- EXTRACT PROVIDED
^^^^

How about this. Instead of EVERYONE having to hit exit, how about you and a few others hit Info then Exit.


----------



## Laxguy (Dec 2, 2010)

Jerry_K said:


> How about this. Instead of EVERYONE having to hit exit, how about you and a few others hit Info then Exit.


Could you explain please? Is this telling me to f^^^ off, or an insult, a constructive idea, or what?


----------



## Lije Baley (Dec 7, 2003)

I'm so pleased to find a way to remove the dark out bar when I pause Skinemax.


----------



## Laxguy (Dec 2, 2010)

We aim only to please.....:lol:


----------



## Scott Kocourek (Jun 13, 2009)

Let's not make comments personal, please stay on topic.


----------



## Olhawker (Aug 17, 2017)

I agree, the banner should be anywhere but the bottom of the screen. Programs always put important messages there and the banner blocks the messages. Also, that is where news scrolls. I ALWAYS, have to press exit twice, after pausing, to clear the banner so I can read the messages or news under it. It is definitely a nuisance to have to press "exit" every time you want to expose what's been covered by the stupid banner.


----------



## Rich (Feb 22, 2007)

Olhawker said:


> I agree, the banner should be anywhere but the bottom of the screen. Programs always put important messages there and the banner blocks the messages. Also, that is where news scrolls. I ALWAYS, have to press exit twice, after pausing, to clear the banner so I can read the messages or news under it. It is definitely a nuisance to have to press "exit" every time you want to expose what's been covered by the stupid banner.


I'm thinking the "banner" is actually the Progress Bar, is that correct?

Rich


----------

^^^^

- TASKS FOR THIS EXERCISE
**1)** Reproduce a passage from the forum thread word for word, beginning at the words "Could you explain" and stopping after "I pause Skinemax.".
**2)** Answer these questions using the forum thread:
(a) What is Lije Baley pleased to have found a way to remove when pausing Skinemax?
(b) How many times does Olhawker say it is always necessary to press exit after pausing to clear the banner?
(c) What does Rich think the "banner" actually is?
The entries that follow the forum thread are not needed.

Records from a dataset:
^^^^

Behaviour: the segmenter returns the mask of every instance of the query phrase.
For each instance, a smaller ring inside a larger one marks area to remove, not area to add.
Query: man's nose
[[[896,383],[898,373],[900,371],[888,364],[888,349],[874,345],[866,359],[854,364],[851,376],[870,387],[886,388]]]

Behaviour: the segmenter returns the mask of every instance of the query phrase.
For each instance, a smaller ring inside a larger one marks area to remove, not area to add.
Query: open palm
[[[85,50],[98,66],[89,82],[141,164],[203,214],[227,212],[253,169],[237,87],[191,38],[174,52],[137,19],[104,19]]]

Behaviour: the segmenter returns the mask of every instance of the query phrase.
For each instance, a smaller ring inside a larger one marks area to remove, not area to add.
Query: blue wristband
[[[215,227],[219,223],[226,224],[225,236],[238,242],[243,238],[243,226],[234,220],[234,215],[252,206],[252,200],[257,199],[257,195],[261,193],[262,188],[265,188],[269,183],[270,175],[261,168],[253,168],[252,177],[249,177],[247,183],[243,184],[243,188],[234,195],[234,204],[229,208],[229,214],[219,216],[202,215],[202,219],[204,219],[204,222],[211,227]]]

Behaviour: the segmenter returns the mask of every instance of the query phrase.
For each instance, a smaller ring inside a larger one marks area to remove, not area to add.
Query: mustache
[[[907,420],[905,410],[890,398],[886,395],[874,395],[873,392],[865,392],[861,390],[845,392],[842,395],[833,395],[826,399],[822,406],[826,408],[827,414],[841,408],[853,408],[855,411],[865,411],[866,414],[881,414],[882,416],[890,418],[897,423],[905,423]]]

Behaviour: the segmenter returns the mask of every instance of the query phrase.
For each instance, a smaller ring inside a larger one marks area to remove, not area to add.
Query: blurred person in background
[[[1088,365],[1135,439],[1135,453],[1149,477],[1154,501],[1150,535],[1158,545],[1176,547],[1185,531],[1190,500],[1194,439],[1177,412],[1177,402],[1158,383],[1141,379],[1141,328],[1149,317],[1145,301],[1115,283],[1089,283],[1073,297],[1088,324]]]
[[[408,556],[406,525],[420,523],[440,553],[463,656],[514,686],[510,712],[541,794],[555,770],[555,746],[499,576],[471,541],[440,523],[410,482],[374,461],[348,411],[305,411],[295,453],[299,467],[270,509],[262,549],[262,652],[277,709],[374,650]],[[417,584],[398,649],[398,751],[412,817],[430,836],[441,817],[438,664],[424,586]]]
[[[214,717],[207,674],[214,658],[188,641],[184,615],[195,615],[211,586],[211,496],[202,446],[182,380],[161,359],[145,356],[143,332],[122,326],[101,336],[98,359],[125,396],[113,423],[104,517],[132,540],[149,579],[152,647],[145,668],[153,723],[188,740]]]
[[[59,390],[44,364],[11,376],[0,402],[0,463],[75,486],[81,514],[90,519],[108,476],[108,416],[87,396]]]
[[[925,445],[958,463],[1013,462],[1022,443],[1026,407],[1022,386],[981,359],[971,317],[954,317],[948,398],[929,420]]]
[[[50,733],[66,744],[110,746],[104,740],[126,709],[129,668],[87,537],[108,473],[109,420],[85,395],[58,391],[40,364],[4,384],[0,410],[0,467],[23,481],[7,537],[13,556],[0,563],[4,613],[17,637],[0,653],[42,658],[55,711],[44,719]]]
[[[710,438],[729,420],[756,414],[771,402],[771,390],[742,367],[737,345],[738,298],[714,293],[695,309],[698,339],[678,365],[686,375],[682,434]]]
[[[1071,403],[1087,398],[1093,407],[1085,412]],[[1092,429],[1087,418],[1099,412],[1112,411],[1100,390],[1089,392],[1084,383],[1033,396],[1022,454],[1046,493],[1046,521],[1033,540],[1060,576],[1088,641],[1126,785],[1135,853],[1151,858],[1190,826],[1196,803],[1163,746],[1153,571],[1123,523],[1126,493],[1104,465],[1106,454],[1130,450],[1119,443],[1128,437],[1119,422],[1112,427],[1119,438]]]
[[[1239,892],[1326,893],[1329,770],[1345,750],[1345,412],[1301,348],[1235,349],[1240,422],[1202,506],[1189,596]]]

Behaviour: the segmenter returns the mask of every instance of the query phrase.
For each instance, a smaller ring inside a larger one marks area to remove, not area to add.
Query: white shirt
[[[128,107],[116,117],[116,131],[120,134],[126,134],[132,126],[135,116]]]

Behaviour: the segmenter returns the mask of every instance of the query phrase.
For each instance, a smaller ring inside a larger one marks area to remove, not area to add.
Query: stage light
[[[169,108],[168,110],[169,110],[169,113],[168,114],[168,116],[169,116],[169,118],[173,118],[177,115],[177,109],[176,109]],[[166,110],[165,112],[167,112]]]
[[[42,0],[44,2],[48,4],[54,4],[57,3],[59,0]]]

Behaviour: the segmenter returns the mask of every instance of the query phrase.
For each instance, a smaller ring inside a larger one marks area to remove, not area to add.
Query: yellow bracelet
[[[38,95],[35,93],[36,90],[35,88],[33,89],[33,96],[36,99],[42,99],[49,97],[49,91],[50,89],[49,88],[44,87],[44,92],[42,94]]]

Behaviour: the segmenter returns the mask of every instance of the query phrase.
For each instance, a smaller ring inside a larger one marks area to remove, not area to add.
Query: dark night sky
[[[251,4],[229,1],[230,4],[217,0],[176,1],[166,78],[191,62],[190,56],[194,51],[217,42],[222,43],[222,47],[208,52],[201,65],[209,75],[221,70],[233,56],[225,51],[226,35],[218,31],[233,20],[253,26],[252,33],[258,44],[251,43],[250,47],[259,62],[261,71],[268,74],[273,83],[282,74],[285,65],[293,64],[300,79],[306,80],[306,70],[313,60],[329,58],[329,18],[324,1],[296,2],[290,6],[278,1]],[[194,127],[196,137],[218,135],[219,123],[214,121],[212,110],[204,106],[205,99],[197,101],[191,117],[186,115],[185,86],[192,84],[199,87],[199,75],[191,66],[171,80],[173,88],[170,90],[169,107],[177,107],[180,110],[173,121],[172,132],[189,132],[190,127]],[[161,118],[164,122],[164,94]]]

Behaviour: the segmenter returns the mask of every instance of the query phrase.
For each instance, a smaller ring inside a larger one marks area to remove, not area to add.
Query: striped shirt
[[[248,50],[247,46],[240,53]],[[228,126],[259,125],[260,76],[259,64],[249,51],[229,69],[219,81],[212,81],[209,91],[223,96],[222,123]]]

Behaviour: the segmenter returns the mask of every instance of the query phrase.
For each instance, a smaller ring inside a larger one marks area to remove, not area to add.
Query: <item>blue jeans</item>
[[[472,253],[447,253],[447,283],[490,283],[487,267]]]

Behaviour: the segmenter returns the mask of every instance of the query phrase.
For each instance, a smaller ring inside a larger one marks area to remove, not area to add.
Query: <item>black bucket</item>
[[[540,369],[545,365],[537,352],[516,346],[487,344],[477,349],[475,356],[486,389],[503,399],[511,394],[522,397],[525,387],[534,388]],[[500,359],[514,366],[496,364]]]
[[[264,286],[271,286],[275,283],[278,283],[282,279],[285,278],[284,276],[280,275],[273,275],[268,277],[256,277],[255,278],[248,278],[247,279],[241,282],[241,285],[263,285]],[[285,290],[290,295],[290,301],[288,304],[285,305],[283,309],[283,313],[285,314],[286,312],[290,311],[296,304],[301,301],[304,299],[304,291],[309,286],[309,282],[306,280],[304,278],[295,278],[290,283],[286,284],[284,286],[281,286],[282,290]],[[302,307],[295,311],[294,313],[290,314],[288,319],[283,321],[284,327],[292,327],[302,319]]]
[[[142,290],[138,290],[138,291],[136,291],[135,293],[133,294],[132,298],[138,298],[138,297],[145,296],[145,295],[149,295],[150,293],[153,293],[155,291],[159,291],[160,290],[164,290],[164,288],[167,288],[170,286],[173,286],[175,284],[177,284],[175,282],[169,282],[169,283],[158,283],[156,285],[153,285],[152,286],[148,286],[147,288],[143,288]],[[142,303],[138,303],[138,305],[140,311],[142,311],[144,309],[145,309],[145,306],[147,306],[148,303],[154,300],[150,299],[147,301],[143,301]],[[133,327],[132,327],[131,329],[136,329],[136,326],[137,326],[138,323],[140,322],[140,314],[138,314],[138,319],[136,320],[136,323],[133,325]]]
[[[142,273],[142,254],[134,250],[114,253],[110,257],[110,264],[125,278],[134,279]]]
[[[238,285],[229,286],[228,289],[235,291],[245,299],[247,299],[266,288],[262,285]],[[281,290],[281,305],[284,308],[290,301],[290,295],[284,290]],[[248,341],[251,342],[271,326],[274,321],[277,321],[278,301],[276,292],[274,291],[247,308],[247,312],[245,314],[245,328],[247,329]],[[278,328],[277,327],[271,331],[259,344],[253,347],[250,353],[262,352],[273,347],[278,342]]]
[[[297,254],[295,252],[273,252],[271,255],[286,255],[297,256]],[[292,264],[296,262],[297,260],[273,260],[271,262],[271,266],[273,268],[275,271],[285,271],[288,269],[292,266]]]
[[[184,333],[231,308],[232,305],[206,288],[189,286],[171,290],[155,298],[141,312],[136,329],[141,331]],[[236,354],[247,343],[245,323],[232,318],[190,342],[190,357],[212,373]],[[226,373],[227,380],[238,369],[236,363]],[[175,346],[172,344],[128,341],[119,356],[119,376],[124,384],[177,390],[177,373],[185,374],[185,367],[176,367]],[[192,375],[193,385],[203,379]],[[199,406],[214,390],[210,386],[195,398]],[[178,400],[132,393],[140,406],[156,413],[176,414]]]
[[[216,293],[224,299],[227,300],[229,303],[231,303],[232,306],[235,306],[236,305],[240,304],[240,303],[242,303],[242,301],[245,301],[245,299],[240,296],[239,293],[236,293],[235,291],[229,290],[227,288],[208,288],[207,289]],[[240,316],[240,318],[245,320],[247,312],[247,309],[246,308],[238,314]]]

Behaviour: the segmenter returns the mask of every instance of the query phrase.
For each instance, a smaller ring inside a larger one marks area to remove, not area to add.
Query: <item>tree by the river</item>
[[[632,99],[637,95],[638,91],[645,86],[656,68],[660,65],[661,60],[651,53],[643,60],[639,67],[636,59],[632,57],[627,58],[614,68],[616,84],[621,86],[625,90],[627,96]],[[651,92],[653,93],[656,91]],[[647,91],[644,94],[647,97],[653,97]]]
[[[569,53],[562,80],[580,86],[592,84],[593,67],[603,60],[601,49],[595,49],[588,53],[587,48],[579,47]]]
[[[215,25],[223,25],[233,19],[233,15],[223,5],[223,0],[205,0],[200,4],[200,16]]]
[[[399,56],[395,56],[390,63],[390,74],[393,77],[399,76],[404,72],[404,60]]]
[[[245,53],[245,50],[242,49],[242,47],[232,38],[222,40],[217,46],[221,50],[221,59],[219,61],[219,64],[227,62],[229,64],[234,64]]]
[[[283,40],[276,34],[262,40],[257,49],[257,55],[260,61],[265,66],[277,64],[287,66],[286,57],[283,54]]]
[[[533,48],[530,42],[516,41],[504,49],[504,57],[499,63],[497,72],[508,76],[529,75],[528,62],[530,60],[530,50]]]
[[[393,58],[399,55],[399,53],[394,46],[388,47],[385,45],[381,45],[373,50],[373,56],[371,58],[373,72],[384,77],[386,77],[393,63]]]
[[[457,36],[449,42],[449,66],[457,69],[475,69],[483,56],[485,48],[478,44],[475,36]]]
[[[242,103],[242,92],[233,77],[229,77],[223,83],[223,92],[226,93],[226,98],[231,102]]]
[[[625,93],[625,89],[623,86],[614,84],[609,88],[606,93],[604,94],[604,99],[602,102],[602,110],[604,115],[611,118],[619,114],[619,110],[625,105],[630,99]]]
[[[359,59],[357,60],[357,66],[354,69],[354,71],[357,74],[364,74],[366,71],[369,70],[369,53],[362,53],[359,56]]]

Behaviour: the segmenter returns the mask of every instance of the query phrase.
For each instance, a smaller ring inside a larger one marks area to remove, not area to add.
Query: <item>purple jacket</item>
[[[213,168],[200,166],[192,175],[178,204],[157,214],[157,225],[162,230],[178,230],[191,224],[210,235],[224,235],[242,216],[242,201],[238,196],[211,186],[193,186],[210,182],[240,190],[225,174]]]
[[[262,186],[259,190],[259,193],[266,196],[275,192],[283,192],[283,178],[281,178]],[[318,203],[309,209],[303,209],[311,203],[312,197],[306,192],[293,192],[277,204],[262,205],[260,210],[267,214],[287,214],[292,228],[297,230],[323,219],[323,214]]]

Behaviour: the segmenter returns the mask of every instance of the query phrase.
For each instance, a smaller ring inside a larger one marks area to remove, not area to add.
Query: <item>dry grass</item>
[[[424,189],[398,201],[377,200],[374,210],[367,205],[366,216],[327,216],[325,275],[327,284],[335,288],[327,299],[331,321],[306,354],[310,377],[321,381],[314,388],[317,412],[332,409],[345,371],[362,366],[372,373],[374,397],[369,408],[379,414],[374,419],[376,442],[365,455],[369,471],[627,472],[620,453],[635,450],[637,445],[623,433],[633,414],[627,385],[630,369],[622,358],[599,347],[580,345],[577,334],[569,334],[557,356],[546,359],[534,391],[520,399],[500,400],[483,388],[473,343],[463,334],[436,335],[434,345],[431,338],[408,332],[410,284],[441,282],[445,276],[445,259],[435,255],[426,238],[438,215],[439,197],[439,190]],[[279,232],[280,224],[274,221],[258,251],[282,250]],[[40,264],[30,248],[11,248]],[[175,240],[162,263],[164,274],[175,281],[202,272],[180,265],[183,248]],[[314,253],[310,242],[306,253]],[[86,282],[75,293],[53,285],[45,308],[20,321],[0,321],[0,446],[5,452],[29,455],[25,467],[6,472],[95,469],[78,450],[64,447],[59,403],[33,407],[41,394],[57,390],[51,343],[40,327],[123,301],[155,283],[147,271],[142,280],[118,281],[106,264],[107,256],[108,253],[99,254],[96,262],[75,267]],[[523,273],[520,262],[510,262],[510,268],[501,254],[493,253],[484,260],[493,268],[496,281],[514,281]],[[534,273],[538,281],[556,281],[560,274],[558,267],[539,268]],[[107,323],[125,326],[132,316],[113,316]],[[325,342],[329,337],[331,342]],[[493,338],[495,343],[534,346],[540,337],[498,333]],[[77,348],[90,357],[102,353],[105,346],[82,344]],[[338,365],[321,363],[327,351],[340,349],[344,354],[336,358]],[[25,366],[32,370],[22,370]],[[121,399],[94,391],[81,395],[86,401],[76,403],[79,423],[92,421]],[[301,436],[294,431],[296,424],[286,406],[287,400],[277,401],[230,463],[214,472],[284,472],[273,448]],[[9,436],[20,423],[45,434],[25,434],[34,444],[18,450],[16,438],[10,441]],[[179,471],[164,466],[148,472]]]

^^^^

- ANSWERS TO THE EXERCISE
**1)**
Could you explain please? Is this telling me to f^^^ off, or an insult, a constructive idea, or what?


----------



## Lije Baley (Dec 7, 2003)

I'm so pleased to find a way to remove the dark out bar when I pause Skinemax.

**2)**
(a) The dark out bar.
(b) Twice.
(c) The Progress Bar.